Entries shown |
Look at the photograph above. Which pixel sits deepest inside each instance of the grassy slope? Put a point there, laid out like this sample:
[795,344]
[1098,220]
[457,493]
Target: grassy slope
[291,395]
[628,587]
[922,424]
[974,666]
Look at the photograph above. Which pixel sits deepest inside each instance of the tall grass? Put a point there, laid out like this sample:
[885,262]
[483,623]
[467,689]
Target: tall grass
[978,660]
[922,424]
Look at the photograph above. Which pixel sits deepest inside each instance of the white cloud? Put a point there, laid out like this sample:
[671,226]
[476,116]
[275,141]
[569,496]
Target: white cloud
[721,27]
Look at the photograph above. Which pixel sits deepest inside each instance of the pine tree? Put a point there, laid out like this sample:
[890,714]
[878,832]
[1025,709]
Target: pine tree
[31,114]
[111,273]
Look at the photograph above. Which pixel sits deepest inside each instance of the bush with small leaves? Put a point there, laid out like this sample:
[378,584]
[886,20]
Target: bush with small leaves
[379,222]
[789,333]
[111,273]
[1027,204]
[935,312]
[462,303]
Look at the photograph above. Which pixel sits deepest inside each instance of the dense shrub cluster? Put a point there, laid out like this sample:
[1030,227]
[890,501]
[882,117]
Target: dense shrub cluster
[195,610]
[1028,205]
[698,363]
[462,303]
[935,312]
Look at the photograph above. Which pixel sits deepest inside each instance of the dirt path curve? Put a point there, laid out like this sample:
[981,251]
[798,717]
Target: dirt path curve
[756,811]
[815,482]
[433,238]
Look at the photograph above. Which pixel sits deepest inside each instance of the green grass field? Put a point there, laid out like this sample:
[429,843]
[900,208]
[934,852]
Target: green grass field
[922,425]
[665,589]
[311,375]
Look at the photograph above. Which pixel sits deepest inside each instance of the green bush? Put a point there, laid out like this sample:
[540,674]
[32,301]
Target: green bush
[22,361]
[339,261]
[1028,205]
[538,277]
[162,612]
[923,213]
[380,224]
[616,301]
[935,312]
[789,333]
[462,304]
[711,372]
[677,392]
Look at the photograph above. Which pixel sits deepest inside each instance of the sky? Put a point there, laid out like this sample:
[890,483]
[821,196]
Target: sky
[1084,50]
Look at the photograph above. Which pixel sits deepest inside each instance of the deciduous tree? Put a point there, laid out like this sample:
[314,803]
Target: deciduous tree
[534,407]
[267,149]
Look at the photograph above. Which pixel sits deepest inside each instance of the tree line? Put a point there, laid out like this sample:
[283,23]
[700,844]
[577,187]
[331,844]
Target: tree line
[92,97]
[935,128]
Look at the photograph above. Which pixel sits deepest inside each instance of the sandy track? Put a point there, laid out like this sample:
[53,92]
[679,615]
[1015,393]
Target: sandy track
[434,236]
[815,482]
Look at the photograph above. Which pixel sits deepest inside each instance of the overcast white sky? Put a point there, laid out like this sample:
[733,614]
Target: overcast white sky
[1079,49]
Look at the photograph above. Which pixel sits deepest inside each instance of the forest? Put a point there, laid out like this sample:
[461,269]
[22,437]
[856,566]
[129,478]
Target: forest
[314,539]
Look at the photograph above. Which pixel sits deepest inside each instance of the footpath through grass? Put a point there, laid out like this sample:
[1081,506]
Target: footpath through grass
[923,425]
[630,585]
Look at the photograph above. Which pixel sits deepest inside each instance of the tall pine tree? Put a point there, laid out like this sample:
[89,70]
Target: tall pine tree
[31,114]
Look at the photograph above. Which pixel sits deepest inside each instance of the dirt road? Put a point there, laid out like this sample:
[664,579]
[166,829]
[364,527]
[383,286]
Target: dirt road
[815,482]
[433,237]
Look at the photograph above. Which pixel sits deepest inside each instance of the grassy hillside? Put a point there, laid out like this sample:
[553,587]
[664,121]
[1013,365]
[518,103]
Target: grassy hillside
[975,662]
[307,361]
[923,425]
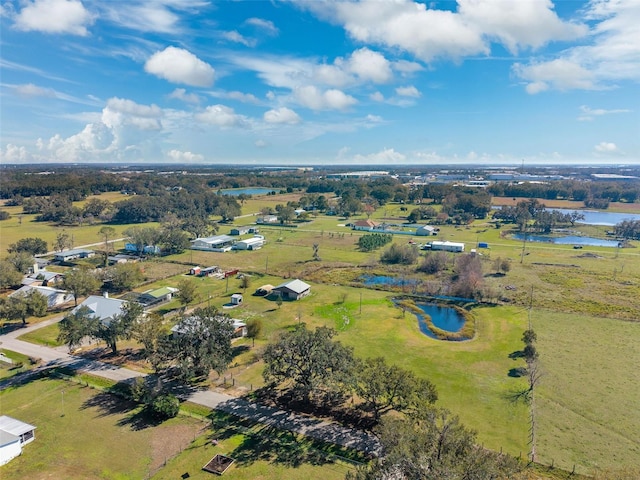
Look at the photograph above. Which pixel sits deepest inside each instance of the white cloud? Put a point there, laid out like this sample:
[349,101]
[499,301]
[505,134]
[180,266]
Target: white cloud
[606,147]
[589,113]
[181,94]
[121,112]
[611,54]
[30,90]
[518,24]
[282,115]
[266,26]
[222,116]
[14,154]
[370,66]
[188,157]
[180,66]
[408,91]
[430,33]
[315,99]
[388,156]
[54,16]
[236,37]
[559,74]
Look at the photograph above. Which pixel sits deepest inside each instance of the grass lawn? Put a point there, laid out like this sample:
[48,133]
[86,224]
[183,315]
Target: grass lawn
[82,433]
[587,402]
[259,452]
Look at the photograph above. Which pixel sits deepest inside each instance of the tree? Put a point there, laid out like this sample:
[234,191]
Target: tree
[307,360]
[187,292]
[76,326]
[119,327]
[63,241]
[433,445]
[202,343]
[385,387]
[32,245]
[125,276]
[9,276]
[22,261]
[81,281]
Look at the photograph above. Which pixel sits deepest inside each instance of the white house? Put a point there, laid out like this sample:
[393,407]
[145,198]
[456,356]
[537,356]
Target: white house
[73,255]
[253,243]
[54,296]
[447,246]
[217,243]
[105,308]
[13,435]
[267,219]
[426,230]
[293,290]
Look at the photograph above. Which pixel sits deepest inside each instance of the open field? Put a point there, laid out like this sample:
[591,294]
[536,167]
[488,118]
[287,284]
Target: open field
[587,402]
[589,301]
[82,433]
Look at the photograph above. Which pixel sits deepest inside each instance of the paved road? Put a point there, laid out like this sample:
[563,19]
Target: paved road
[314,428]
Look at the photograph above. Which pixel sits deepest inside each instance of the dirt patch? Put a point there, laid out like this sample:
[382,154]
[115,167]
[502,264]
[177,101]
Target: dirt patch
[168,441]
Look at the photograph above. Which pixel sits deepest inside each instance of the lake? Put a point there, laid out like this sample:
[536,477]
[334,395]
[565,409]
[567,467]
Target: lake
[248,191]
[568,240]
[595,217]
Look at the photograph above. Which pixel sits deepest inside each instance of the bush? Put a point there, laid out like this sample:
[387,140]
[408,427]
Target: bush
[165,406]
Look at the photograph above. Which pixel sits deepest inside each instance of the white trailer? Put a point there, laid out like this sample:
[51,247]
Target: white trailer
[447,246]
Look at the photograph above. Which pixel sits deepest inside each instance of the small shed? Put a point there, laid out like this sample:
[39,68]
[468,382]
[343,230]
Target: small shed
[293,290]
[236,299]
[13,435]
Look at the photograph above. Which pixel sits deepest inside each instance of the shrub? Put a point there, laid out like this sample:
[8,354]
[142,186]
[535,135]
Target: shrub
[165,406]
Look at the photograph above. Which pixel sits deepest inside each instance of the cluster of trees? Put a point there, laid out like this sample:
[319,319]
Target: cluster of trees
[544,220]
[422,213]
[202,342]
[628,229]
[373,241]
[588,192]
[432,444]
[315,367]
[19,307]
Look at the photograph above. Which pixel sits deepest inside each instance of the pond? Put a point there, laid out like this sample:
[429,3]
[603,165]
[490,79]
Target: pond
[595,217]
[568,240]
[248,191]
[387,281]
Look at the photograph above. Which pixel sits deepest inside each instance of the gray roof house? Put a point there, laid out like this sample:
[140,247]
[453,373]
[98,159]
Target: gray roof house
[293,290]
[104,308]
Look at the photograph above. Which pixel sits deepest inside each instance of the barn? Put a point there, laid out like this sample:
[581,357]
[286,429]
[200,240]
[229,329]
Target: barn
[293,290]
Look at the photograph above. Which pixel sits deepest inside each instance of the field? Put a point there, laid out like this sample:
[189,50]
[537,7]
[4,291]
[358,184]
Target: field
[82,433]
[585,312]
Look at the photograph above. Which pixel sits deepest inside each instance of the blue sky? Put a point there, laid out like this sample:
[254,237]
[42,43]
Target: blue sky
[320,82]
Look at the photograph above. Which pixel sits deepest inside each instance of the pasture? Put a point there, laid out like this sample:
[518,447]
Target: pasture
[585,312]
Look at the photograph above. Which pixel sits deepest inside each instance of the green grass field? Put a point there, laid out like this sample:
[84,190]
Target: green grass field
[82,433]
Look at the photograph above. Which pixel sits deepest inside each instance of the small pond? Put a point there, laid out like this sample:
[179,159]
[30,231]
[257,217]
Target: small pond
[248,191]
[384,280]
[568,240]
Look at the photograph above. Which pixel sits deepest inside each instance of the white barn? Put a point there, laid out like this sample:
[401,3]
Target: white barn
[13,435]
[217,243]
[253,243]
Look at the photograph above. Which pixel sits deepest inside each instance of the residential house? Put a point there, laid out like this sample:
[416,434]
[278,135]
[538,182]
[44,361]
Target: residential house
[54,296]
[292,290]
[13,435]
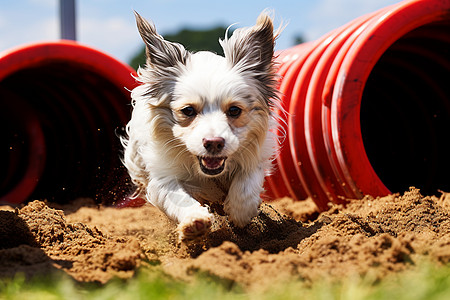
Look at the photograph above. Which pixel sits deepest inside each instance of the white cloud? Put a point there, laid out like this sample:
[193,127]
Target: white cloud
[112,35]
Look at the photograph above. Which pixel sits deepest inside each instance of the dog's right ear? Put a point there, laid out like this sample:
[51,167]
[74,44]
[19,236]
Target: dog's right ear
[160,53]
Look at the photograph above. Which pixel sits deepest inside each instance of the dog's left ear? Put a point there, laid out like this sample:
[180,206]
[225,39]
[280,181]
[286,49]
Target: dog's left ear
[161,54]
[251,51]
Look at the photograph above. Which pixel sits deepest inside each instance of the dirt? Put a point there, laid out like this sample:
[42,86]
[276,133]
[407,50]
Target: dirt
[288,240]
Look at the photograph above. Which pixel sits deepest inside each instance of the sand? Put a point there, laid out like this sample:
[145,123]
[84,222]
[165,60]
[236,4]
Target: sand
[287,241]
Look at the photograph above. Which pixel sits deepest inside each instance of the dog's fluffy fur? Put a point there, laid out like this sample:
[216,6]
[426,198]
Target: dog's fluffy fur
[202,130]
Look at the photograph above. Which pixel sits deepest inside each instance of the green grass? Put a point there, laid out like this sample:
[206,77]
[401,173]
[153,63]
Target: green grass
[425,282]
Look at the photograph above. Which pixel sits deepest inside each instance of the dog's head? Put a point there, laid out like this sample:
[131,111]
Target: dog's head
[217,107]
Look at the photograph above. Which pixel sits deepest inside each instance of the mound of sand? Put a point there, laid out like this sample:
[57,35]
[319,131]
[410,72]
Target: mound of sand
[288,240]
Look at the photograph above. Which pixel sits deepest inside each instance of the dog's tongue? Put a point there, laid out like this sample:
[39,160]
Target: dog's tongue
[212,162]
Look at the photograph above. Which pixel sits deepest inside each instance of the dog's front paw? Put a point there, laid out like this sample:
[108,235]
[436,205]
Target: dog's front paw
[194,228]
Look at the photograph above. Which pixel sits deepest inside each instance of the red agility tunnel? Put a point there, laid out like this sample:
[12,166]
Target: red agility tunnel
[368,107]
[61,106]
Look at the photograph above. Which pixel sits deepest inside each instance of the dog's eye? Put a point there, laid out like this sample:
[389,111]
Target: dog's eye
[234,111]
[189,111]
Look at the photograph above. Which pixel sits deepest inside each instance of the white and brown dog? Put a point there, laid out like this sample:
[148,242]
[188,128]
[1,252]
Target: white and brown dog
[203,131]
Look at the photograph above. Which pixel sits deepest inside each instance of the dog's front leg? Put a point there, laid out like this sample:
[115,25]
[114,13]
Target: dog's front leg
[244,197]
[193,219]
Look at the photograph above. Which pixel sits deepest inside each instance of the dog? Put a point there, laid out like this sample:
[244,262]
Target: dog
[203,130]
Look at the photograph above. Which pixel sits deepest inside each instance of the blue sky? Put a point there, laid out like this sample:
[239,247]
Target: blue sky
[109,25]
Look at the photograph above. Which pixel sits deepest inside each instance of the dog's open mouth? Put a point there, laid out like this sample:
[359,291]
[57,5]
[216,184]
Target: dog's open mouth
[212,165]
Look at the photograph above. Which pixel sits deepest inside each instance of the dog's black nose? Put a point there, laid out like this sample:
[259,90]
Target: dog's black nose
[214,145]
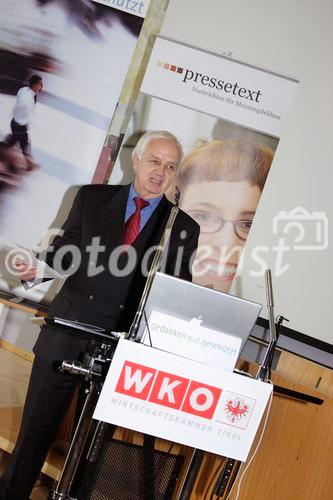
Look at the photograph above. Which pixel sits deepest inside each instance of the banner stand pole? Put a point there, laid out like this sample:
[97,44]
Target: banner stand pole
[230,471]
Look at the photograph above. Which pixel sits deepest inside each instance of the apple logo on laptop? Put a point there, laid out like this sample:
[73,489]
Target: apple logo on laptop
[196,321]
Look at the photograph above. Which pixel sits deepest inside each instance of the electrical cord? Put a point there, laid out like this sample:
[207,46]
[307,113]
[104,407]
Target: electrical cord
[256,448]
[148,329]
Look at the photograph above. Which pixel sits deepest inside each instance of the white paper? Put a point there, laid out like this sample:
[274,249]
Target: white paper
[9,250]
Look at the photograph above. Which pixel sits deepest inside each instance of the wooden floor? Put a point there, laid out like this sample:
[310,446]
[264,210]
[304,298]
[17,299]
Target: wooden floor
[40,491]
[14,376]
[294,461]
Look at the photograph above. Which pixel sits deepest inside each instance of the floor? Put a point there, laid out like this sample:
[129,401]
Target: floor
[40,491]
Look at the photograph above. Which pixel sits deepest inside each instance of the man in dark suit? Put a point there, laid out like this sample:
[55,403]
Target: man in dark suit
[104,287]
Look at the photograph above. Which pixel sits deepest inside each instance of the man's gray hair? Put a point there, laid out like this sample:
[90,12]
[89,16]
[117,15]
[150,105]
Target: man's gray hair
[157,134]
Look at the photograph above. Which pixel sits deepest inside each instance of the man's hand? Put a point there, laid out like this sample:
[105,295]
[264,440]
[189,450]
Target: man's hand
[25,273]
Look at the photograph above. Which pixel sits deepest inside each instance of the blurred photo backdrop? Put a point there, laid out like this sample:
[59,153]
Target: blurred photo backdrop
[82,50]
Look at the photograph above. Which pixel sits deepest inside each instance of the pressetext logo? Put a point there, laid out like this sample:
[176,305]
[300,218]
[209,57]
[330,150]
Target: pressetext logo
[167,389]
[191,76]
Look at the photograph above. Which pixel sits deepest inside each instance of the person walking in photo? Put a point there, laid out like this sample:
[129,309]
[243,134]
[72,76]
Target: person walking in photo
[23,113]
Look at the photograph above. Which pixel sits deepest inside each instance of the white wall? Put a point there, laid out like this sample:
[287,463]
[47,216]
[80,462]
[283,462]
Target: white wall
[293,38]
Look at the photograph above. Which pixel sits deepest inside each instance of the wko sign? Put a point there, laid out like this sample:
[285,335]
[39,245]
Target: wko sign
[167,389]
[181,400]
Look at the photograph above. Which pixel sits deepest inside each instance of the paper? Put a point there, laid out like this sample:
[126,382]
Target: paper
[10,250]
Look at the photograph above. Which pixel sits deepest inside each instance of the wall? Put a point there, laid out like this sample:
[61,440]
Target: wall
[293,38]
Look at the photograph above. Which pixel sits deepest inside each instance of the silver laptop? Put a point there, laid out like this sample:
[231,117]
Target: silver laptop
[197,305]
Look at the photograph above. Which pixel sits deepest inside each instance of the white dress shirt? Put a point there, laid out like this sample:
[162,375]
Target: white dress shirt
[25,106]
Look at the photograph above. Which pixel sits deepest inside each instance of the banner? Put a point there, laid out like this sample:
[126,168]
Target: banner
[228,115]
[131,6]
[160,394]
[81,50]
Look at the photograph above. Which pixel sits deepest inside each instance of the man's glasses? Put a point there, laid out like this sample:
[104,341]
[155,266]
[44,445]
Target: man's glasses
[211,223]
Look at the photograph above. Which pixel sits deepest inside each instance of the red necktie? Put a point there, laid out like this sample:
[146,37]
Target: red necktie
[132,227]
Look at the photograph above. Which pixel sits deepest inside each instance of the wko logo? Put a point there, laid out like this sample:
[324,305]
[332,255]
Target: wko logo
[166,389]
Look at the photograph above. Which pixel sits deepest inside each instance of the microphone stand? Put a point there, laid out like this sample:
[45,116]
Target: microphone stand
[133,331]
[230,471]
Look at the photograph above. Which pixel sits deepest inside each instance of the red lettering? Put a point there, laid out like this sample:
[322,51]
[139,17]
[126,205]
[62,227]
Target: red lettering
[135,380]
[169,390]
[201,400]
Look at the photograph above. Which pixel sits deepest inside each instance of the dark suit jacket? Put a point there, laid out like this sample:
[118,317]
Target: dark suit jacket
[107,300]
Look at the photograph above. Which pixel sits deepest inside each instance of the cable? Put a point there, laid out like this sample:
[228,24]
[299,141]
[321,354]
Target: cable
[148,329]
[256,448]
[213,479]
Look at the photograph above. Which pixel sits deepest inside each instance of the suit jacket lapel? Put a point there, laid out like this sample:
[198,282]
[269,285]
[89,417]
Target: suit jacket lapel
[149,236]
[113,220]
[153,229]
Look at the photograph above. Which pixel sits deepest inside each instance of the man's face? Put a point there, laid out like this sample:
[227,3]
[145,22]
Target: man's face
[38,86]
[156,168]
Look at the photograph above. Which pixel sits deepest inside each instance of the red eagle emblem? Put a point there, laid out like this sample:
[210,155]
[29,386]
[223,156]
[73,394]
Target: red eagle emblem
[236,409]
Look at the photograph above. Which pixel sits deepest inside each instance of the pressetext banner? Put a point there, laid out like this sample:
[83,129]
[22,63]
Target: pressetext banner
[235,91]
[137,8]
[158,393]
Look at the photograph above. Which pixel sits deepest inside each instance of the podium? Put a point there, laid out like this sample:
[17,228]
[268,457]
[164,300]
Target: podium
[160,394]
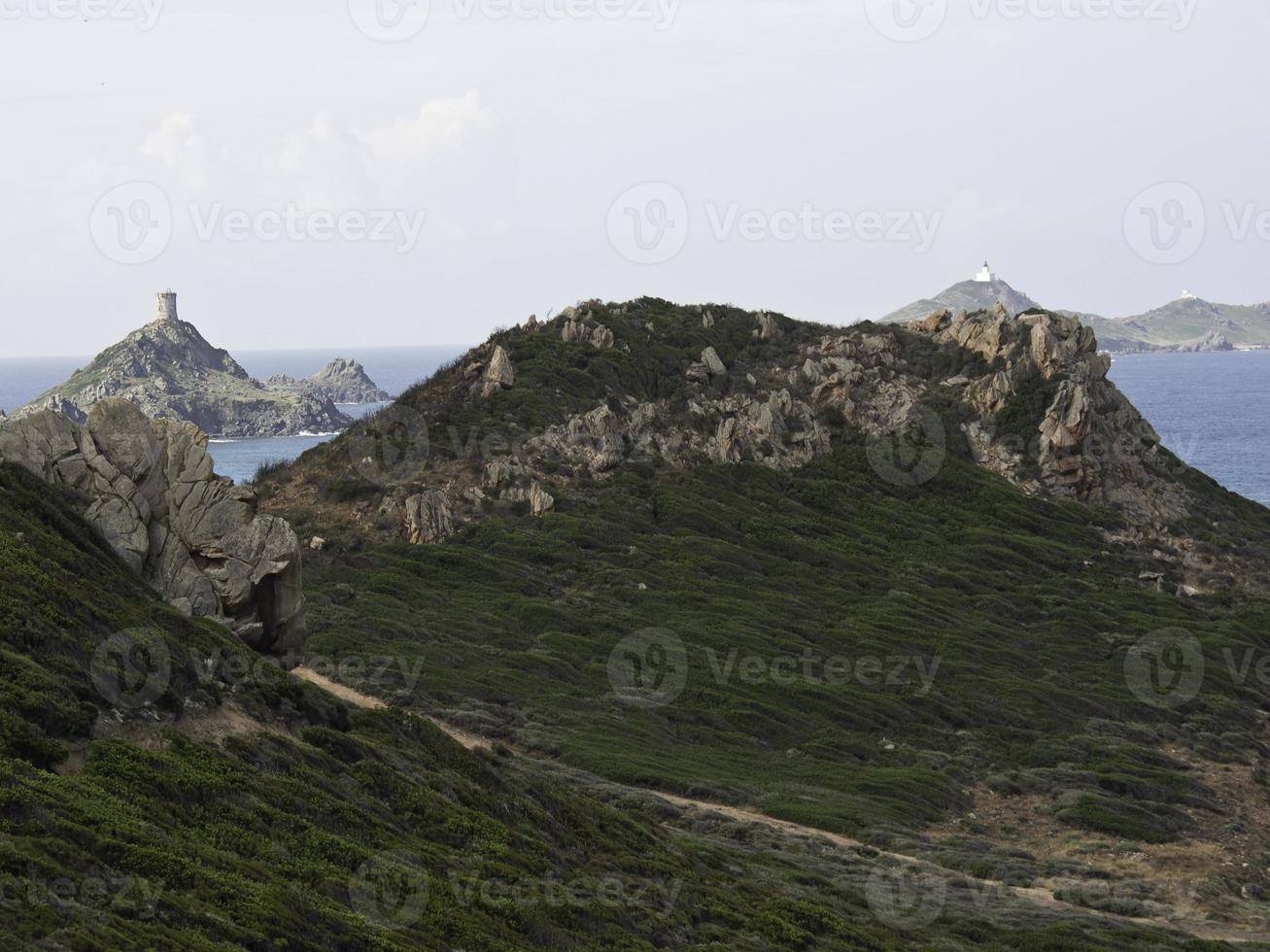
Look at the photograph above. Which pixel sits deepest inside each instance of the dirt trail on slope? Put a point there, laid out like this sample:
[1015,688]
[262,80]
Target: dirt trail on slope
[1041,897]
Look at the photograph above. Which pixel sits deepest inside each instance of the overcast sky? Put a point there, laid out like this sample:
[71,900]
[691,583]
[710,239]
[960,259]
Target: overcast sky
[339,173]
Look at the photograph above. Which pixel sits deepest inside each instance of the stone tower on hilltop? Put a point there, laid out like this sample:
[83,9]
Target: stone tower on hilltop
[166,301]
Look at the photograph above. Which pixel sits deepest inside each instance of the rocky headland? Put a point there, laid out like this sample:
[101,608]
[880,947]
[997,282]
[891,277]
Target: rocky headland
[169,371]
[149,488]
[342,381]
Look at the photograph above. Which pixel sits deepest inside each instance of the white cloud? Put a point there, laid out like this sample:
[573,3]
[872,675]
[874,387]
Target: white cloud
[182,149]
[323,166]
[442,127]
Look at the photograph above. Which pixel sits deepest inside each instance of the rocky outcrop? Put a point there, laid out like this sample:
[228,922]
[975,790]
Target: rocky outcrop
[1029,395]
[197,538]
[342,381]
[1211,343]
[578,329]
[429,518]
[768,327]
[499,373]
[169,371]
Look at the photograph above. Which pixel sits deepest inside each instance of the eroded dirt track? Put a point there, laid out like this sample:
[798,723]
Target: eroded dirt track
[1041,897]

What is being asked |
Starting with the line containing "the rocky outcrop?" and going on through the last line, write the lines out again with "sample" renamed to "example" and nothing else changed.

Exercise response |
Look at the photograph above. Which pixel sits deepest inside each instance of the rocky outcrop? Put a point there, laid out like this example:
[228,922]
[975,790]
Target: rocky outcrop
[1029,395]
[197,538]
[342,381]
[1211,343]
[578,329]
[429,518]
[768,327]
[499,373]
[169,371]
Look at the photograph above. Which pixel sits deepest inside each instance of the eroded dirt track? Put a point there, laid out like this example:
[798,723]
Target: eroded dirt track
[1041,897]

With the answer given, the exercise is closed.